=== DATA PROVIDED ===

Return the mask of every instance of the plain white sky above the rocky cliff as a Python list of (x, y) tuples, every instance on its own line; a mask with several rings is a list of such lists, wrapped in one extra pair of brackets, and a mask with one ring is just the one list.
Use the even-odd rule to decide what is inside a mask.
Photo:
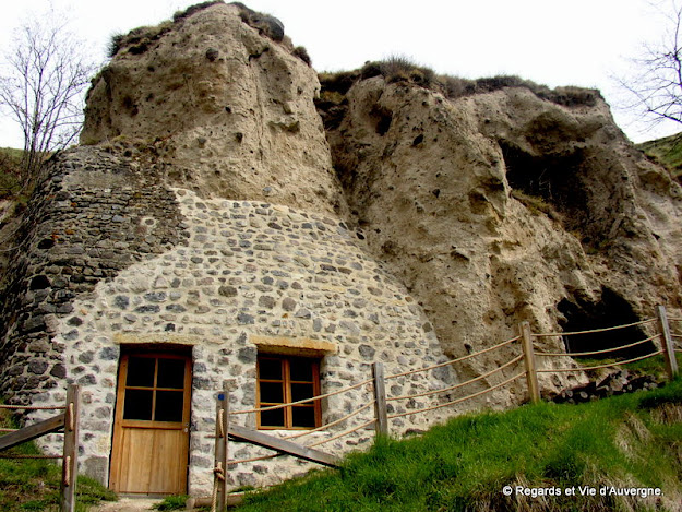
[[(670, 123), (651, 129), (615, 108), (613, 75), (642, 44), (658, 44), (673, 0), (246, 0), (277, 16), (295, 45), (306, 46), (318, 71), (350, 70), (367, 60), (404, 55), (436, 73), (469, 79), (517, 74), (551, 87), (601, 90), (618, 124), (642, 142), (675, 133)], [(12, 28), (49, 5), (64, 11), (71, 28), (105, 60), (115, 33), (170, 19), (198, 0), (3, 0), (0, 51)], [(20, 147), (19, 128), (0, 115), (0, 146)]]

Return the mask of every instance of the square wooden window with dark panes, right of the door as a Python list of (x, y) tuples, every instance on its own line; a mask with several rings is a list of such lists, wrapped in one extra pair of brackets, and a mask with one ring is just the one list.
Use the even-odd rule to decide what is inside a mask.
[[(310, 357), (259, 355), (259, 407), (298, 402), (320, 394), (320, 361)], [(320, 401), (258, 415), (260, 429), (311, 429), (322, 425)]]

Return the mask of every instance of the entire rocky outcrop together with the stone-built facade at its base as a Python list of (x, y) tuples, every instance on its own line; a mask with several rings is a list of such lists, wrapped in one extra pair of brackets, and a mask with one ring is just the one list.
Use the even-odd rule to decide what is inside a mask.
[[(635, 322), (661, 302), (681, 312), (682, 190), (597, 91), (439, 78), (399, 60), (321, 83), (276, 19), (239, 3), (137, 28), (112, 53), (82, 145), (52, 160), (11, 242), (0, 332), (12, 400), (60, 404), (64, 380), (84, 386), (85, 468), (103, 481), (131, 347), (191, 352), (189, 480), (204, 489), (206, 404), (227, 386), (237, 408), (254, 405), (263, 344), (316, 347), (327, 390), (362, 381), (374, 360), (397, 373), (491, 346), (521, 321), (574, 331)], [(567, 350), (623, 341), (548, 340)], [(524, 397), (515, 384), (486, 400)], [(368, 400), (330, 401), (325, 417)], [(259, 483), (286, 474), (258, 466), (235, 484), (254, 472)]]

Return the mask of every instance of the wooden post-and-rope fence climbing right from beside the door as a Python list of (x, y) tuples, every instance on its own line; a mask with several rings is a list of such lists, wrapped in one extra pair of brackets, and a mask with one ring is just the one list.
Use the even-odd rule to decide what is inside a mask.
[[(493, 346), (484, 348), (482, 350), (467, 354), (465, 356), (458, 357), (453, 360), (448, 360), (446, 362), (441, 362), (438, 365), (428, 366), (424, 368), (419, 368), (415, 370), (408, 370), (400, 373), (395, 374), (384, 374), (383, 364), (374, 362), (372, 365), (372, 378), (360, 381), (352, 385), (333, 391), (331, 393), (325, 393), (319, 396), (314, 396), (311, 398), (300, 400), (297, 402), (279, 404), (267, 407), (253, 407), (248, 409), (240, 410), (229, 410), (229, 393), (227, 391), (220, 392), (217, 400), (216, 406), (216, 450), (215, 450), (215, 486), (214, 486), (214, 496), (212, 500), (213, 510), (224, 510), (225, 503), (227, 500), (227, 487), (226, 487), (226, 472), (238, 464), (250, 463), (255, 461), (263, 461), (274, 457), (279, 457), (283, 455), (294, 455), (300, 459), (304, 459), (307, 461), (316, 462), (320, 464), (324, 464), (327, 466), (335, 466), (338, 460), (331, 454), (319, 451), (316, 448), (328, 443), (333, 440), (349, 436), (358, 430), (367, 429), (369, 427), (374, 427), (374, 431), (378, 436), (388, 436), (390, 434), (390, 425), (392, 420), (395, 420), (405, 416), (420, 415), (431, 410), (448, 407), (452, 405), (460, 404), (466, 401), (470, 401), (482, 396), (487, 393), (491, 393), (495, 390), (502, 389), (506, 385), (512, 384), (518, 380), (523, 380), (525, 377), (526, 386), (528, 390), (528, 397), (531, 402), (539, 402), (541, 400), (541, 389), (538, 380), (538, 373), (551, 373), (551, 372), (582, 372), (586, 370), (594, 370), (600, 368), (611, 368), (618, 367), (621, 365), (626, 365), (629, 362), (638, 361), (642, 359), (647, 359), (657, 355), (663, 355), (666, 361), (666, 370), (667, 374), (670, 379), (673, 379), (678, 373), (678, 364), (675, 359), (675, 353), (681, 353), (682, 349), (675, 349), (673, 345), (674, 340), (682, 340), (682, 334), (675, 334), (675, 330), (670, 329), (670, 322), (679, 322), (680, 331), (682, 331), (682, 318), (668, 318), (666, 314), (666, 309), (662, 306), (658, 307), (658, 315), (657, 318), (643, 320), (635, 323), (629, 323), (624, 325), (618, 325), (612, 328), (602, 328), (595, 329), (590, 331), (581, 331), (581, 332), (562, 332), (562, 333), (533, 333), (530, 330), (530, 325), (528, 322), (523, 322), (518, 326), (519, 334), (515, 337), (506, 340), (504, 342), (498, 343)], [(541, 337), (551, 337), (551, 336), (574, 336), (578, 334), (594, 334), (600, 332), (611, 332), (635, 326), (646, 326), (654, 325), (658, 332), (651, 336), (648, 336), (644, 340), (627, 343), (624, 345), (610, 347), (601, 350), (593, 350), (593, 352), (582, 352), (582, 353), (550, 353), (550, 352), (538, 352), (535, 347), (536, 341)], [(646, 354), (644, 356), (634, 357), (626, 360), (619, 360), (613, 362), (608, 362), (603, 365), (596, 365), (591, 367), (566, 367), (566, 368), (546, 368), (543, 364), (538, 364), (538, 358), (550, 358), (550, 357), (574, 357), (574, 356), (603, 356), (608, 353), (613, 353), (615, 350), (621, 350), (624, 348), (631, 348), (638, 345), (644, 345), (646, 343), (651, 343), (654, 341), (660, 342), (660, 348), (651, 352), (650, 354)], [(517, 347), (514, 350), (514, 347)], [(496, 368), (493, 368), (490, 371), (487, 371), (474, 379), (467, 380), (465, 382), (458, 382), (453, 385), (448, 385), (445, 388), (423, 391), (420, 393), (412, 393), (406, 395), (396, 395), (390, 396), (386, 394), (386, 384), (392, 380), (399, 379), (408, 379), (412, 378), (412, 376), (418, 373), (424, 373), (429, 371), (433, 371), (443, 367), (454, 366), (460, 364), (465, 360), (472, 359), (476, 357), (480, 357), (488, 353), (493, 353), (495, 350), (500, 350), (503, 348), (507, 348), (507, 353), (510, 348), (514, 352), (517, 352), (516, 356), (512, 356), (506, 362), (499, 365)], [(496, 382), (495, 382), (496, 381)], [(490, 383), (494, 382), (494, 383)], [(447, 393), (455, 390), (462, 390), (467, 385), (477, 384), (479, 388), (483, 384), (486, 388), (482, 390), (470, 391), (467, 394), (459, 396), (454, 400), (446, 400), (445, 402), (439, 402), (434, 405), (430, 405), (427, 407), (420, 408), (407, 408), (396, 409), (393, 407), (393, 412), (390, 413), (390, 404), (399, 403), (400, 401), (415, 401), (416, 398), (422, 398), (426, 396), (434, 396), (439, 394)], [(298, 405), (303, 403), (311, 403), (315, 401), (321, 401), (328, 398), (334, 395), (338, 395), (342, 393), (346, 393), (351, 390), (357, 390), (359, 388), (367, 386), (368, 389), (371, 386), (371, 395), (373, 400), (368, 402), (364, 405), (357, 407), (355, 410), (346, 414), (345, 416), (331, 421), (322, 427), (318, 427), (310, 430), (298, 431), (296, 433), (291, 433), (284, 437), (275, 438), (274, 436), (268, 436), (263, 431), (254, 431), (246, 429), (244, 427), (239, 427), (234, 424), (230, 418), (236, 418), (240, 415), (249, 415), (249, 414), (259, 414), (261, 412), (266, 410), (275, 410), (284, 407), (288, 407), (291, 405)], [(297, 444), (291, 442), (292, 440), (298, 440), (309, 436), (313, 432), (320, 431), (328, 431), (333, 428), (342, 424), (348, 424), (354, 421), (354, 418), (366, 413), (368, 410), (372, 410), (373, 415), (371, 419), (355, 419), (355, 425), (351, 425), (340, 432), (333, 433), (331, 437), (308, 443), (308, 444)], [(366, 413), (367, 414), (367, 413)], [(276, 453), (270, 455), (261, 455), (249, 459), (240, 459), (240, 460), (229, 460), (228, 457), (228, 439), (239, 440), (239, 441), (248, 441), (260, 446), (267, 448), (270, 450), (275, 451)]]

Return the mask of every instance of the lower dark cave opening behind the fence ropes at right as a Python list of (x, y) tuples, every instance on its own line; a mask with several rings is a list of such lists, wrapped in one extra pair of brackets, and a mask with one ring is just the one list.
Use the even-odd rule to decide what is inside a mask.
[[(559, 311), (565, 317), (560, 322), (564, 332), (591, 331), (595, 329), (612, 328), (639, 321), (630, 303), (615, 291), (603, 287), (601, 300), (591, 302), (584, 299), (571, 301), (563, 299), (558, 305)], [(575, 334), (563, 336), (566, 353), (583, 353), (606, 350), (622, 345), (627, 345), (648, 337), (639, 326), (624, 328), (614, 331), (597, 333)], [(613, 359), (645, 356), (656, 352), (653, 342), (643, 343), (630, 348), (613, 350), (606, 354), (589, 356), (590, 359)]]

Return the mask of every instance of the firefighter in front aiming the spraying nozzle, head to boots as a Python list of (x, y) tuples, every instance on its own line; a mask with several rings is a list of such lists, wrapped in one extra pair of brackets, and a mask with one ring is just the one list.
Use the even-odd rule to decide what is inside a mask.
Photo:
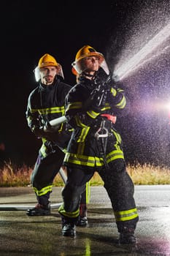
[(66, 96), (66, 118), (74, 128), (64, 165), (68, 180), (58, 209), (63, 236), (74, 236), (85, 183), (98, 171), (104, 181), (115, 214), (120, 244), (135, 244), (139, 216), (134, 201), (134, 184), (125, 168), (116, 115), (125, 113), (123, 89), (112, 80), (103, 54), (89, 45), (82, 47), (72, 64), (77, 84)]

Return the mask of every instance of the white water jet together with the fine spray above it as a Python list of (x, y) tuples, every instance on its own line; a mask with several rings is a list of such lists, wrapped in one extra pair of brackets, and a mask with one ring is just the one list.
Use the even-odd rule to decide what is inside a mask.
[[(170, 36), (170, 1), (148, 1), (138, 13), (131, 13), (130, 29), (125, 31), (124, 44), (115, 64), (114, 73), (122, 80), (142, 61), (152, 61), (169, 48), (165, 41)], [(133, 12), (133, 10), (131, 11)], [(156, 51), (154, 51), (156, 50)], [(127, 72), (125, 74), (125, 72)]]

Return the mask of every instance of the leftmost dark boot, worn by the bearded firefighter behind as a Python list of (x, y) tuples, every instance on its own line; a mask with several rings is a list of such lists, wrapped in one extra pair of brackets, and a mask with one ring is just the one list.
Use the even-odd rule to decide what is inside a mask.
[(50, 203), (47, 206), (43, 206), (37, 203), (34, 208), (28, 209), (26, 211), (28, 216), (47, 216), (50, 215)]

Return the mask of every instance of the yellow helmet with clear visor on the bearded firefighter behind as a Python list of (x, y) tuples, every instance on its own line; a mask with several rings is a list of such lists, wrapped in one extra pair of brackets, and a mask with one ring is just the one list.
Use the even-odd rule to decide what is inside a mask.
[(42, 58), (39, 59), (38, 66), (34, 69), (34, 75), (36, 78), (36, 82), (38, 82), (40, 79), (41, 67), (49, 67), (49, 66), (56, 67), (58, 69), (57, 75), (60, 75), (64, 79), (63, 69), (61, 67), (61, 64), (59, 64), (53, 56), (51, 56), (48, 53), (45, 53), (45, 55), (43, 55)]

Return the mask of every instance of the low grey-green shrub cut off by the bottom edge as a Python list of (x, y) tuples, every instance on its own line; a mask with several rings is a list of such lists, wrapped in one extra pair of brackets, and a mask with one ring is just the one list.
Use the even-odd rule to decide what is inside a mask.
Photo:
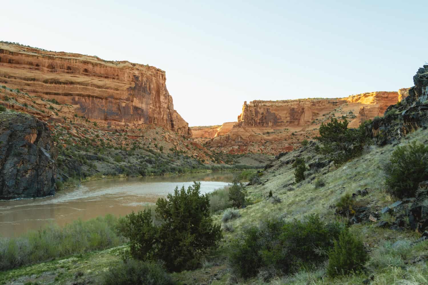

===

▸ **HOW TO COMPLETE THIS TASK**
All lines of the records above that carry the word "dark" should be listed.

▸ **OUTPUT FOR THIS EXERCISE**
Return the mask of every instance of the square wooden window with dark panes, right of the door as a Python list of (x, y) tuples, every instance on its own line; a mask with several rings is a list of such lists, wrapped in one extra pair of brackets, and a mask with one ring is just the one list.
Return the mask of every instance of the lower dark cave opening behind the fence ropes at right as a Python list of (x, y) tuples, every instance on its own line; a mask with several rings is a list of such lists, wrapped in one extra pair of brackets, and a mask with one ring is just the one list.
Return the mask of every instance of the leftmost dark boot, worn by the bearded firefighter behind as a Python list of (x, y) tuples, every instance on its own line; a mask with several rings is a list of such lists, wrapped in one extra pair of brackets, and a mask with one ring is just the one list.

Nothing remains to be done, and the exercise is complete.